--- Begin ---

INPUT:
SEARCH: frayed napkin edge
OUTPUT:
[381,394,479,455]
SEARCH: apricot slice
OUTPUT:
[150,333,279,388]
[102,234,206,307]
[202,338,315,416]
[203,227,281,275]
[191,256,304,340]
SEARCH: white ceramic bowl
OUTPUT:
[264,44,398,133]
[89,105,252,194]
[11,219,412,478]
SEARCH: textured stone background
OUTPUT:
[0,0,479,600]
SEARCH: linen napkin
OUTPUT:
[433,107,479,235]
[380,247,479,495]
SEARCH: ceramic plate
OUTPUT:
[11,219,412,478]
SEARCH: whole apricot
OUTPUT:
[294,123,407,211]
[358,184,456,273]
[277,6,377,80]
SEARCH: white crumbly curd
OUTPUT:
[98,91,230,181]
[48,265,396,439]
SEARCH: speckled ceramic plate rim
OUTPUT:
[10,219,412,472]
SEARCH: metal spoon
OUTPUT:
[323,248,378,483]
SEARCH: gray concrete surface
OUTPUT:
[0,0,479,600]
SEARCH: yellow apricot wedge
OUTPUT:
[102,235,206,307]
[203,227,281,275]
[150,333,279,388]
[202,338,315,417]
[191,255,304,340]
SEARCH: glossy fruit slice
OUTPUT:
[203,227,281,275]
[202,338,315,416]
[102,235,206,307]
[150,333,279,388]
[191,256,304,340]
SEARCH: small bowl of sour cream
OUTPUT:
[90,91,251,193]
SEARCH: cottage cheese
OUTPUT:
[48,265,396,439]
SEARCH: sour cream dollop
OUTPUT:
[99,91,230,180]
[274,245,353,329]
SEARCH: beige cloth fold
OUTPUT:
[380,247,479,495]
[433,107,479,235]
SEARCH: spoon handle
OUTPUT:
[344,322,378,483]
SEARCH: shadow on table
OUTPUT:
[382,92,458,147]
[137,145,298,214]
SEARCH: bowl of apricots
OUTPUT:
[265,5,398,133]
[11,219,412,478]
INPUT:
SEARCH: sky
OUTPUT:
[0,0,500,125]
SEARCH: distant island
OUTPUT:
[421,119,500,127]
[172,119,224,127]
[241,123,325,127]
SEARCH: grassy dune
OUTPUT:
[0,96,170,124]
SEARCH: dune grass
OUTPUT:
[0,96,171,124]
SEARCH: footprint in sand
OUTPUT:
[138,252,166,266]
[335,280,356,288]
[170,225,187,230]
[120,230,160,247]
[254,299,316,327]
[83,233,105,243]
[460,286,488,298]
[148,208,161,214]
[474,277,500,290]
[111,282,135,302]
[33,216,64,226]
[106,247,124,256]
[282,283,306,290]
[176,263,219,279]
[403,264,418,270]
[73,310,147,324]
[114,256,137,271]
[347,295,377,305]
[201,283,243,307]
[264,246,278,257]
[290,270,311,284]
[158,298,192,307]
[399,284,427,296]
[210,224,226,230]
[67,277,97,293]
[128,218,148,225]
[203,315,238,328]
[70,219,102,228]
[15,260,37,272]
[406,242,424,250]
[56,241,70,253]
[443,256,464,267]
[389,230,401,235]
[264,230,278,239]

--- End ---

Required task
Reproduce all of the material above word for word, keeping every line in its original order.

Exercise solution
INPUT:
SEARCH: frayed napkin edge
OUTPUT:
[381,394,479,455]
SEARCH: apricot slice
OUTPUT:
[150,333,279,388]
[102,234,206,307]
[202,338,315,416]
[203,227,281,275]
[191,256,304,340]
SEARCH: white ceramic bowl
OUTPUT:
[264,44,398,133]
[89,105,252,194]
[11,219,412,478]
SEARCH: textured stone background
OUTPUT:
[0,0,479,600]
SEARCH: linen napkin
OUTPUT:
[433,107,479,235]
[380,247,479,495]
SEARCH: ceramic plate
OUTPUT:
[11,219,412,478]
SEARCH: whole apricot
OUTPUT:
[294,123,407,211]
[358,184,456,273]
[277,6,377,80]
SEARCH: white crumbly curd
OUTPUT:
[98,91,230,181]
[48,265,396,439]
SEARCH: speckled ceramic plate rim
OUTPUT:
[10,219,412,472]
SEARCH: metal spoon
OUTPUT:
[323,248,378,483]
SEARCH: gray concrete surface
OUTPUT:
[0,0,479,600]
SEARCH: yellow apricot wedge
OUTPUT:
[102,235,206,307]
[203,227,281,275]
[150,333,279,388]
[202,338,315,417]
[191,255,304,340]
SEARCH: glossy fruit slice
OUTPUT:
[203,227,281,275]
[202,338,315,416]
[102,235,206,307]
[150,333,279,388]
[191,256,304,340]
SEARCH: small bowl of sour cream
OUTPUT:
[90,91,251,193]
SEARCH: cottage cheese
OUTPUT:
[48,265,396,439]
SEARCH: sour cream dollop
OUTPUT:
[99,91,230,180]
[274,245,353,329]
SEARCH: beige cloth fold
OUTPUT:
[380,247,479,495]
[433,107,479,235]
SEARCH: spoon handle
OUTPUT:
[344,322,378,483]
SEARCH: shadow on table
OUTPUT:
[382,92,458,147]
[137,145,298,214]
SEARCH: bowl of apricots
OUTPUT:
[265,5,398,133]
[11,219,412,478]
INPUT:
SEARCH: sky
OUTPUT:
[0,0,500,125]
SEARCH: distant island
OUTPUT:
[421,119,500,127]
[172,119,224,127]
[241,123,325,127]
SEARCH: grassy dune
OUTPUT:
[0,96,170,124]
SEARCH: dune grass
OUTPUT:
[0,96,171,124]
SEARCH: footprint in sand
OUTPUT:
[138,252,166,266]
[335,280,356,288]
[170,225,187,230]
[120,230,160,247]
[254,299,316,327]
[83,233,105,243]
[460,286,488,298]
[148,208,161,214]
[474,277,500,290]
[111,282,135,302]
[33,216,64,226]
[106,247,124,256]
[282,283,306,290]
[176,263,219,279]
[403,264,418,270]
[73,310,147,324]
[114,256,137,271]
[347,295,377,305]
[201,283,243,307]
[264,246,278,257]
[290,270,311,284]
[158,298,192,307]
[399,284,427,296]
[210,224,226,230]
[67,277,97,293]
[128,218,148,225]
[203,315,238,328]
[70,219,102,228]
[15,260,37,272]
[406,242,424,250]
[56,241,70,253]
[443,256,464,267]
[389,230,401,235]
[264,230,278,239]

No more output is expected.